◆ Exercise instructions: Output what the records say, word for word, with no images.
────────────────
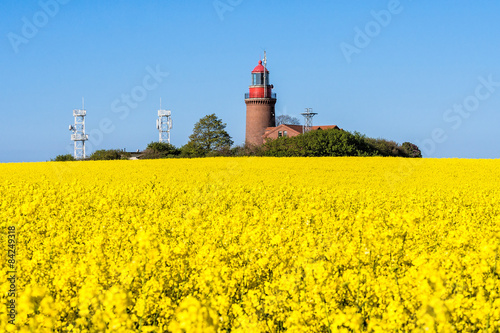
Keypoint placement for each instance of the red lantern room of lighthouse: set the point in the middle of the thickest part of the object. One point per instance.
(260, 101)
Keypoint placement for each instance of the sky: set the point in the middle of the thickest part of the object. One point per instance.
(427, 72)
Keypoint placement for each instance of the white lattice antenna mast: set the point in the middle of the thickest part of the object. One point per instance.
(164, 124)
(308, 115)
(78, 128)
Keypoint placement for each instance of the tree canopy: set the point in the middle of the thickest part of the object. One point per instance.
(209, 136)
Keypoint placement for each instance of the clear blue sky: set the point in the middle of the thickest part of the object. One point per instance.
(403, 70)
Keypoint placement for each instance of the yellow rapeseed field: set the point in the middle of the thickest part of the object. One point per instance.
(253, 245)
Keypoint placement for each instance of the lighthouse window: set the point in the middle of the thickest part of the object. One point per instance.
(258, 79)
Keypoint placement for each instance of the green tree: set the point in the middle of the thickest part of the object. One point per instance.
(411, 150)
(286, 119)
(160, 150)
(209, 138)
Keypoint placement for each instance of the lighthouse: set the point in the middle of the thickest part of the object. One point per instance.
(260, 101)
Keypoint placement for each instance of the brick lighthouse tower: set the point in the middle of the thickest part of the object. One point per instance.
(260, 101)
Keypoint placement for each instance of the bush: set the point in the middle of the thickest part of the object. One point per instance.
(156, 150)
(332, 142)
(411, 150)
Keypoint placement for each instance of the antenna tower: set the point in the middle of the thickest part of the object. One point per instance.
(308, 115)
(164, 124)
(78, 128)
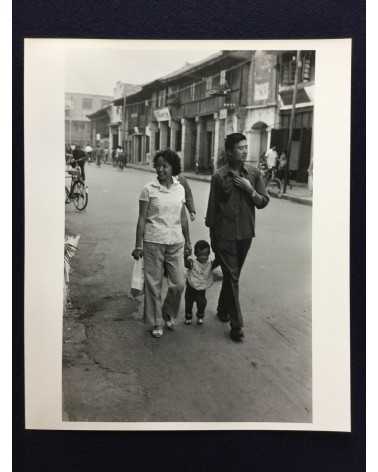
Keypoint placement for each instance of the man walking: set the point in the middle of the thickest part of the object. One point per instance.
(235, 192)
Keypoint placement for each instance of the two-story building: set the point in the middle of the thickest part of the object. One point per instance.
(192, 110)
(77, 108)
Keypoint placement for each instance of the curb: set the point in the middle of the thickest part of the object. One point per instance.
(300, 200)
(206, 178)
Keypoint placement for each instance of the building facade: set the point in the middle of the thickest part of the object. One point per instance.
(192, 110)
(78, 106)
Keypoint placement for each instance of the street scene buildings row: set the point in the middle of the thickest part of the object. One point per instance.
(192, 109)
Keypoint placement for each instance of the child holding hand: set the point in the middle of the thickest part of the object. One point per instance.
(199, 279)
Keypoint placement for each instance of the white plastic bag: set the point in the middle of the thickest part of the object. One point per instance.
(137, 278)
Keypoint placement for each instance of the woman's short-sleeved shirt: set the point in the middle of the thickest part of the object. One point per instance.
(163, 220)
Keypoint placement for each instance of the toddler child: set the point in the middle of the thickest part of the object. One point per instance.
(199, 278)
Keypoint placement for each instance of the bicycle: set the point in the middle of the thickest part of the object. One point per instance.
(76, 191)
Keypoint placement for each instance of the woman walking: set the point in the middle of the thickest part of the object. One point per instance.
(162, 238)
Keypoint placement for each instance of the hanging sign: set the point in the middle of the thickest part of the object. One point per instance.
────────────────
◆ Response:
Keypoint placement for each instance of the red lantern room of lighthouse: set the point in the middle of the thickest part of the object. One point per instance.
(260, 101)
Keypoint placement for each instance of the sky: set the point in the middle of the thickest part of the object. One point per instance.
(427, 72)
Keypoint placement for each instance of the white lattice antenna mast: set the point in the middle of the thickest part of the object. One point per instance.
(164, 124)
(308, 115)
(78, 128)
Keypoint placement for each instance of the tree canopy: set the point in the middle of the thickest part of the object. One point per instance.
(209, 136)
Keypoint placement for each instance of the clear blue sky: set the point in the middle of the thickest part of the object. One point per instance.
(403, 70)
Keypoint placement for each instance of the yellow rapeseed field: set the point in the middle of the thickest part of the object. One point per instance.
(253, 245)
Keypoint placement for each instance of the lighthouse window: set the point in the middle of the thickest part of the object. One point per instance.
(258, 79)
Keypoint placement for each instance of the green tree: set the point in the middle of the thickest part of the object. One point per instance.
(411, 150)
(286, 119)
(160, 150)
(209, 138)
Keypoint placement for each instance of the lighthouse: set the point in the middle of the thickest part of the object. One point per instance.
(260, 101)
Keypoint placement for each instance of the brick lighthouse tower: set the point in the middle of the thickest part of the object. One point per instance.
(260, 101)
Keypoint placement for each instance of the bush: set the point in the middle of the thickest part of the object. One point per instance.
(156, 150)
(332, 142)
(411, 150)
Keypoint placement for each instance of the antenna tower: set the point in the middle of the thickest part of the object. One point per instance.
(308, 115)
(164, 124)
(78, 128)
Keypoint placement for each instance of the man walking: set the point in the middle of the thickest part of the object. One point per instance.
(235, 192)
Keypoint placement for each instance of the two-story building: set the point in the middle of the thickest part of the object. One point per instance.
(192, 110)
(77, 108)
Keypoint placement for each instance of the curb: set the point in the middle of the thickest part of the object. One point per instance.
(300, 200)
(206, 178)
Keypoint placement for each instance of the building facade: set the point in the middle of the thickest part of the object. One point per instance.
(192, 110)
(78, 106)
Keypoint placement for each instance of the street scene buildings row: set the point in the middle of the thickest part of the object. One point per instance.
(192, 109)
Keypoint placement for each instance of the child holding hand: set the point in the middle of the thickest part of the object. One point per instance.
(199, 279)
Keypoint placement for each instance of the white plastic bag: set the point in the middle of the thickest part of the object. One point per instance.
(137, 278)
Keypoint placement for each instance of the woman's short-sleeved shirt: set the point in the middle of the thickest part of the object. One point per instance.
(163, 220)
Keypoint placement for each instance of the toddler child: set the point in the middle of the thickest part of the object. One point per instance.
(199, 278)
Keypoint placement for each instance of the bicycle: set the point in the middle of the thickest part of the object. One point per instance.
(76, 191)
Keypoint placement for each instance of the woman walking: set the point in the middle of the thickest part of the object. One point per instance.
(162, 238)
Keypoint placement for each instance of the hanging sign: set the point in the middle of the thickest part of the object. One point per instance.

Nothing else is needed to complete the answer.